Collect every line in the listing below that contains the word "concrete".

——————

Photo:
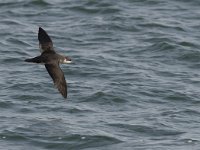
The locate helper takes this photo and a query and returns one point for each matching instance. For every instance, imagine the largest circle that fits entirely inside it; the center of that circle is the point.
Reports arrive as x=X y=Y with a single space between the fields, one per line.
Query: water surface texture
x=134 y=83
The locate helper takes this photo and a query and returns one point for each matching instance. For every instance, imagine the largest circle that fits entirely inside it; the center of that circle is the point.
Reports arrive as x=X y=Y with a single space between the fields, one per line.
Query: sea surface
x=134 y=83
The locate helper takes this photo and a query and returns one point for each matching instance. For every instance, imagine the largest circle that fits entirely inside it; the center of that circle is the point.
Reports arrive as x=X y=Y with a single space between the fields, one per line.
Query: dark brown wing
x=58 y=78
x=45 y=41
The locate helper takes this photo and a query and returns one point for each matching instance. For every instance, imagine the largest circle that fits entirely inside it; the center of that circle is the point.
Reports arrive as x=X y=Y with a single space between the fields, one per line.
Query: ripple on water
x=148 y=130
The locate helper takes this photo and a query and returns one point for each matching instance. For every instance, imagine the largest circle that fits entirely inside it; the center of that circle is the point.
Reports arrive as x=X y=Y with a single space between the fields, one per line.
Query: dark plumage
x=51 y=60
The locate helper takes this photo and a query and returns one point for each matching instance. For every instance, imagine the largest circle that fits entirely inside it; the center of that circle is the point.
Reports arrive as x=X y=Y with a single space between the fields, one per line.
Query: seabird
x=51 y=60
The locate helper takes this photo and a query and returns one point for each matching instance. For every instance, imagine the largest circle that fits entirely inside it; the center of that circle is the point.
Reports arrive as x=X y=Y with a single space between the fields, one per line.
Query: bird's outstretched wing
x=45 y=42
x=58 y=78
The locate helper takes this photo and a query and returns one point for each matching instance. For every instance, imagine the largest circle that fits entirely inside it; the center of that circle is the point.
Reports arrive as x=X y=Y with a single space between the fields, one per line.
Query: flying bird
x=51 y=60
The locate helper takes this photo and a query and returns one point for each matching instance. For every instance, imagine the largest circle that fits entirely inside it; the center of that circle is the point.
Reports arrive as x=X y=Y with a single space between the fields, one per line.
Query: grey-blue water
x=134 y=83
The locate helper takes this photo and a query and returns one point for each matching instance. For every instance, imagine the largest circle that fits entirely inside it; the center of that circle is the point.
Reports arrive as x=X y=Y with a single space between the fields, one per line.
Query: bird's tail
x=34 y=60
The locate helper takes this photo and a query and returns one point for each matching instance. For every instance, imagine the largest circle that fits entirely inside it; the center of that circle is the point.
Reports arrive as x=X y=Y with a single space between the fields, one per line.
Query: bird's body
x=51 y=60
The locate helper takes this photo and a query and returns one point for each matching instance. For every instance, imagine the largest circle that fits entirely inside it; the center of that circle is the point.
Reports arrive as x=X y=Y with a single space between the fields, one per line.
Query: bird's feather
x=58 y=78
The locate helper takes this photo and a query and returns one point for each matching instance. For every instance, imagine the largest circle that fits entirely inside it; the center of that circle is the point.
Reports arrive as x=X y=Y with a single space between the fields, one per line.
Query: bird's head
x=67 y=60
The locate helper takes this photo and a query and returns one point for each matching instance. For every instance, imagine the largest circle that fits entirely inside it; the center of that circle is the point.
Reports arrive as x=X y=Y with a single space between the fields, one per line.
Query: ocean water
x=134 y=83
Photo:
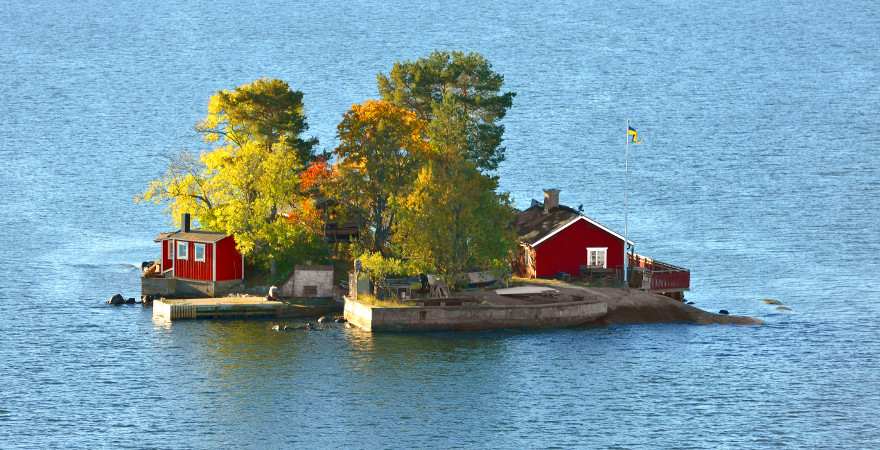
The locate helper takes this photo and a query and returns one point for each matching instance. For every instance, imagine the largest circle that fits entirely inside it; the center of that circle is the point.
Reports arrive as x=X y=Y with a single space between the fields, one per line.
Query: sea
x=759 y=172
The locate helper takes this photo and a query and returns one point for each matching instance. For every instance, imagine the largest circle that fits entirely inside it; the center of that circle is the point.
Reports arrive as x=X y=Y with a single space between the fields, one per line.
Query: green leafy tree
x=251 y=173
x=378 y=144
x=453 y=219
x=468 y=77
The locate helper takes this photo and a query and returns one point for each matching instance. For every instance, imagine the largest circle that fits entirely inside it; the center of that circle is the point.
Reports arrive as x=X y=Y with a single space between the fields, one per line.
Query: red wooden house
x=196 y=262
x=555 y=239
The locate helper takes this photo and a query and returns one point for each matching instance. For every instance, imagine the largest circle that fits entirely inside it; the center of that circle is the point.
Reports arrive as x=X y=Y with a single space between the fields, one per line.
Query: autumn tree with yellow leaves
x=250 y=175
x=377 y=160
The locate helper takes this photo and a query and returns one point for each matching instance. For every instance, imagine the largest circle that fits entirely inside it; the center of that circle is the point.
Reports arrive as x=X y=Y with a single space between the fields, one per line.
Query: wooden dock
x=242 y=308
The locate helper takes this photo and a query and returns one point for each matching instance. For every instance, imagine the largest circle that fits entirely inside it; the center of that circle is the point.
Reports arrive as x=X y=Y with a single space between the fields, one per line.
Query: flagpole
x=626 y=205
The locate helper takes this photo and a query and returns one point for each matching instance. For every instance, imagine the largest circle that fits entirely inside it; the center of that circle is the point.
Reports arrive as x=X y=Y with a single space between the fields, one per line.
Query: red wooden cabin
x=555 y=239
x=198 y=262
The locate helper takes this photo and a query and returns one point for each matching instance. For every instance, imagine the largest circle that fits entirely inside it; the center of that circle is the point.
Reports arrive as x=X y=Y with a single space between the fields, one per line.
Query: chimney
x=551 y=199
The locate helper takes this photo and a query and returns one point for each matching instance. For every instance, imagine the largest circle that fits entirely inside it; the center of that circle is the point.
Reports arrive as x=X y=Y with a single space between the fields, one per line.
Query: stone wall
x=309 y=282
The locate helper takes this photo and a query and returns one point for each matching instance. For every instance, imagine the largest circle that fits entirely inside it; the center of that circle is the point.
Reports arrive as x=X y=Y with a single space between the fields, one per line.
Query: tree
x=468 y=77
x=378 y=144
x=250 y=174
x=452 y=219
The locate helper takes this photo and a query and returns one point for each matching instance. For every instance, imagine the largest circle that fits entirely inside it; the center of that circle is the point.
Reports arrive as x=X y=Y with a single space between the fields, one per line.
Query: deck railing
x=650 y=274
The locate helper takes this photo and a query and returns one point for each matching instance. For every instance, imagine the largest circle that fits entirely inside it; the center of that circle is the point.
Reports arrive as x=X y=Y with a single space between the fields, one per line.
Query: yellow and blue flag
x=635 y=135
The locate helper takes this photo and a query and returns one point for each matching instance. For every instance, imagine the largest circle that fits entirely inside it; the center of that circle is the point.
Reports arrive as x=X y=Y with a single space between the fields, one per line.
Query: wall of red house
x=190 y=268
x=229 y=266
x=566 y=251
x=167 y=262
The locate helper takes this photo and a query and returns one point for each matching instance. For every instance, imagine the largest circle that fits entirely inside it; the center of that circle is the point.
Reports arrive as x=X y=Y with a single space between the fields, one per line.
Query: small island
x=402 y=222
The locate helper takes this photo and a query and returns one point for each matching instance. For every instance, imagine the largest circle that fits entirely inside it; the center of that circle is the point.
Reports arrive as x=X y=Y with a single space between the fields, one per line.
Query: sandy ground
x=624 y=305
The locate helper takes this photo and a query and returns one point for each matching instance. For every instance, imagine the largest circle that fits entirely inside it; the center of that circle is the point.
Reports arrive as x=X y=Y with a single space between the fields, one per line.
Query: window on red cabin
x=199 y=252
x=597 y=257
x=183 y=250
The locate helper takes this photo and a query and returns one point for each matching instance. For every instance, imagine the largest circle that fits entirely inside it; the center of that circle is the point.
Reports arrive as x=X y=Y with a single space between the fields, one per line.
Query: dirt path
x=625 y=306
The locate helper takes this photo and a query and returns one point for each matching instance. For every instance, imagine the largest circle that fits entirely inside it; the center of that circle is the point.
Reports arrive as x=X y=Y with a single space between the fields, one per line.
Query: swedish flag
x=635 y=135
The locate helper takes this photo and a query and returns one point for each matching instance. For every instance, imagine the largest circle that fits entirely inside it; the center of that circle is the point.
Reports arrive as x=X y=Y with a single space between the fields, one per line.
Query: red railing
x=660 y=276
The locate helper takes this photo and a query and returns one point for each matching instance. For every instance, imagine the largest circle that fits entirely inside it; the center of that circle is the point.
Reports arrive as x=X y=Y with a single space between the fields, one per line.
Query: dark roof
x=533 y=224
x=313 y=268
x=193 y=236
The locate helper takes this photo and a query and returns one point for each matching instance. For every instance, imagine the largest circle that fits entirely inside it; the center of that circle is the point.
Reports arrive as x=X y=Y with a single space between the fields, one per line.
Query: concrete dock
x=241 y=307
x=472 y=317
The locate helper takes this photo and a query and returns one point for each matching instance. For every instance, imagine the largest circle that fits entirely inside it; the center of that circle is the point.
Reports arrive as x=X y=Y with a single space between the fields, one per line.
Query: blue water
x=760 y=173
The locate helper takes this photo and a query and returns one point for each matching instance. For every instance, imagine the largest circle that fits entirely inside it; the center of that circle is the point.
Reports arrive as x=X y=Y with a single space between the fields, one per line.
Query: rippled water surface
x=761 y=174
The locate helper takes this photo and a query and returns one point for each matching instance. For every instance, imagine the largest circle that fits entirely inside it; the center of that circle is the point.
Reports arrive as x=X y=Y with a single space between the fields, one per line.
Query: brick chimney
x=185 y=222
x=551 y=199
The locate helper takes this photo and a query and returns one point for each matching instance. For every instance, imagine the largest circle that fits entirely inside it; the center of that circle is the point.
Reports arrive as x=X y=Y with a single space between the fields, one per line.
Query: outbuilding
x=196 y=262
x=555 y=239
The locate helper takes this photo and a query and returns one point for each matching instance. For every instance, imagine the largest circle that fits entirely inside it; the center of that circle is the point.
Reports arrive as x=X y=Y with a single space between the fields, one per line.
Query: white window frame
x=604 y=251
x=185 y=254
x=196 y=248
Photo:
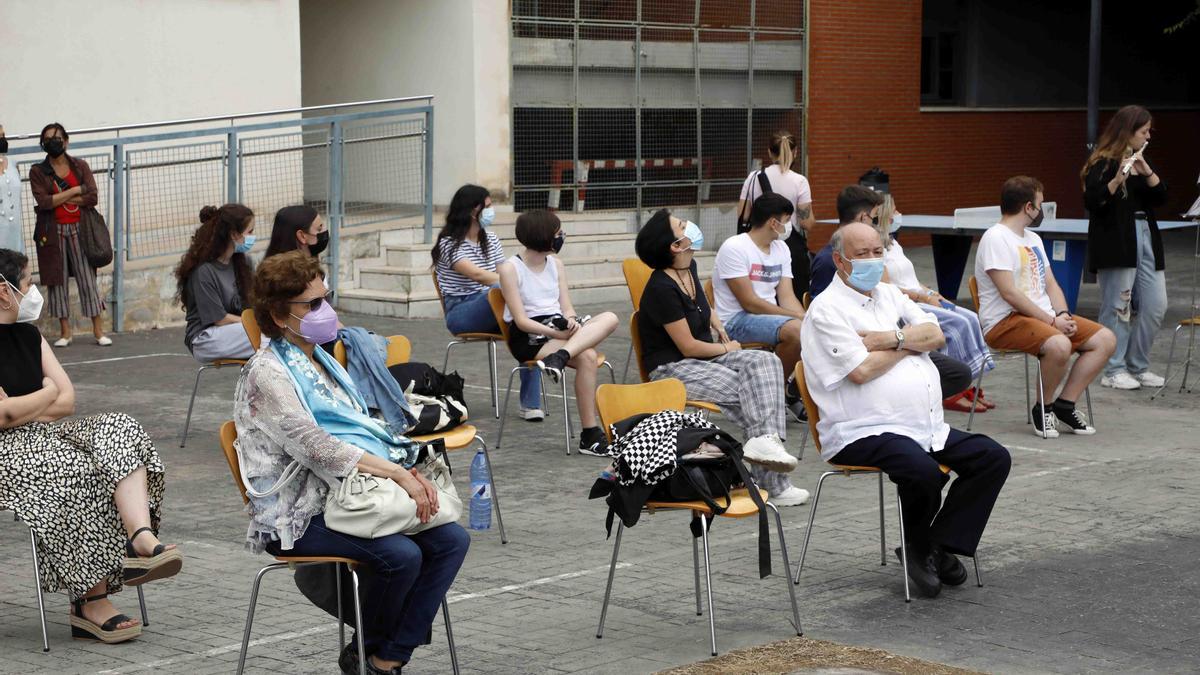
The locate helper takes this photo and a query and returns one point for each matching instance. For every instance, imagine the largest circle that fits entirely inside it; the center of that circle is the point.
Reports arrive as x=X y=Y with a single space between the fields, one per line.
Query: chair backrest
x=251 y=324
x=810 y=406
x=496 y=299
x=228 y=435
x=618 y=401
x=636 y=339
x=637 y=275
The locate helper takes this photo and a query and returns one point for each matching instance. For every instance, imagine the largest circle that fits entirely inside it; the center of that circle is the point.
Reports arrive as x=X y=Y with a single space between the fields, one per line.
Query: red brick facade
x=863 y=111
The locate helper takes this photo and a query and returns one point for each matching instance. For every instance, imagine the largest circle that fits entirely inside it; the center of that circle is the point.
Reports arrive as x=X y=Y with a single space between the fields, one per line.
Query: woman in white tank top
x=543 y=324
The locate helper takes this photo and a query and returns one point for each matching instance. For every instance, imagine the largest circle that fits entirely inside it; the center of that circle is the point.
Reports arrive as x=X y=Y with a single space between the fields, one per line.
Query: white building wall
x=455 y=49
x=124 y=61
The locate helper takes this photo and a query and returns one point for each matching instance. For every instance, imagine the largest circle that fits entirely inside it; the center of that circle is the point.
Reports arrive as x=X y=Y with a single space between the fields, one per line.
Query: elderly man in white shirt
x=867 y=365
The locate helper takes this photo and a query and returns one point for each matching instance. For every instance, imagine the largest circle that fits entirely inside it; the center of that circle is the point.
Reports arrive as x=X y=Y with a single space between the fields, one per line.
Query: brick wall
x=864 y=96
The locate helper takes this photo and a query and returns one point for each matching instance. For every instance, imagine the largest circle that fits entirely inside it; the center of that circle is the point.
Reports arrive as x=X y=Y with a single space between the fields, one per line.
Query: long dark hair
x=459 y=219
x=209 y=242
x=288 y=221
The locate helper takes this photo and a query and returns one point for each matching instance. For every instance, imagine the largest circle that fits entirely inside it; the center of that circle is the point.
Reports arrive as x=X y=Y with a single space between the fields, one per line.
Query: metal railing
x=359 y=162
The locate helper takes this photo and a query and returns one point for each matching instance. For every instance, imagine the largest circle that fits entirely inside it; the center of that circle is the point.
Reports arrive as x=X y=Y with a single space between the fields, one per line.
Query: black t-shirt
x=21 y=368
x=664 y=302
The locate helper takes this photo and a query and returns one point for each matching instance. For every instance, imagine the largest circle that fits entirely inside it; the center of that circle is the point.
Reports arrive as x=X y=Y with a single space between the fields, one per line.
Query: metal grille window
x=646 y=103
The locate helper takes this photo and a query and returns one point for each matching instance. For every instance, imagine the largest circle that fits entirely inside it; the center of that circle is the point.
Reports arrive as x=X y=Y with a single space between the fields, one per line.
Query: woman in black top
x=89 y=488
x=1123 y=245
x=676 y=327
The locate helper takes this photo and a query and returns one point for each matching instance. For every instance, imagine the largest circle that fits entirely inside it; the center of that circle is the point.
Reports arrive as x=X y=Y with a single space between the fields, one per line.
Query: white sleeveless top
x=539 y=291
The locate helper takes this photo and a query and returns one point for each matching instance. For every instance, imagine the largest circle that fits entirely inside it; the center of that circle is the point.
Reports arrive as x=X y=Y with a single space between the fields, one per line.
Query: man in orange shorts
x=1023 y=308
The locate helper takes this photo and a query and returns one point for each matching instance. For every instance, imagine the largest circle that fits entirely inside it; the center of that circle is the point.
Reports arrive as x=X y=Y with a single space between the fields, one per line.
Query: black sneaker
x=593 y=442
x=1073 y=419
x=555 y=364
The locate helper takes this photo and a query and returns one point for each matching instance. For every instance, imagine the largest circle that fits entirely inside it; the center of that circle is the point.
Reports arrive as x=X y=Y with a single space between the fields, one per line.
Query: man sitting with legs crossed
x=868 y=370
x=1021 y=308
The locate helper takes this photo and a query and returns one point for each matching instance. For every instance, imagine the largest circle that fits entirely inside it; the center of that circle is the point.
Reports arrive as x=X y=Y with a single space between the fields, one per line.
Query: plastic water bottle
x=480 y=494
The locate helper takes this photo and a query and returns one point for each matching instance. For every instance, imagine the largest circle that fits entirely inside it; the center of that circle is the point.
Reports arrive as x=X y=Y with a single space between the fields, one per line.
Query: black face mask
x=53 y=147
x=322 y=243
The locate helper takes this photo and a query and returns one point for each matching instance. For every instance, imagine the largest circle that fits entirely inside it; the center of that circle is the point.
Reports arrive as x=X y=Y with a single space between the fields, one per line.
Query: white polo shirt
x=905 y=400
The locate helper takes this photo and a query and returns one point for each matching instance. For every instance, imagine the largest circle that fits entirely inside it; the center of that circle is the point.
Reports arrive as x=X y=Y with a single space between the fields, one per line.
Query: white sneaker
x=791 y=496
x=1149 y=378
x=1121 y=380
x=768 y=451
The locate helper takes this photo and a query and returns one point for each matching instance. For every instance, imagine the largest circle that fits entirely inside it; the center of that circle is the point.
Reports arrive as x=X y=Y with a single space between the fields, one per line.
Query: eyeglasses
x=313 y=304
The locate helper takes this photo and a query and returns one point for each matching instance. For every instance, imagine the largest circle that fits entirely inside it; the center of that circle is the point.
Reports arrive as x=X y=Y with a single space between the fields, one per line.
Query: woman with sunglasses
x=213 y=281
x=295 y=404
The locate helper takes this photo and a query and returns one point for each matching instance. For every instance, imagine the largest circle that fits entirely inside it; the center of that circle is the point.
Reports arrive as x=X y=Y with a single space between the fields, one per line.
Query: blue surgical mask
x=865 y=274
x=245 y=245
x=694 y=233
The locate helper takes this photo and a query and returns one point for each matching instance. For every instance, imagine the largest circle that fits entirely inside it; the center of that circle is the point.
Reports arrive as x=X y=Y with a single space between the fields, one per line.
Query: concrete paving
x=1089 y=563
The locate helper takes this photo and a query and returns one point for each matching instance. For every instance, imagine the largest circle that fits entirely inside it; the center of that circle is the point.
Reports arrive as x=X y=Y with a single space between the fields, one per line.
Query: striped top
x=455 y=284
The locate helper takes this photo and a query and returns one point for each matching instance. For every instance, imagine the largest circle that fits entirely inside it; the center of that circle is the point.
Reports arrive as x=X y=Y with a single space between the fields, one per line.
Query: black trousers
x=981 y=466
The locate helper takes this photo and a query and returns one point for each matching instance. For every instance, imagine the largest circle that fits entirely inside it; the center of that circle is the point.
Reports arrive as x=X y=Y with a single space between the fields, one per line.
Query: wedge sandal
x=108 y=633
x=161 y=563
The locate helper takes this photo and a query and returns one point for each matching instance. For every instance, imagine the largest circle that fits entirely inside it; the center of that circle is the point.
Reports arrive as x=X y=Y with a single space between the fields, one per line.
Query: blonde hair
x=783 y=150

——————

* **Solution**:
Query: concrete dock
Query: concrete paving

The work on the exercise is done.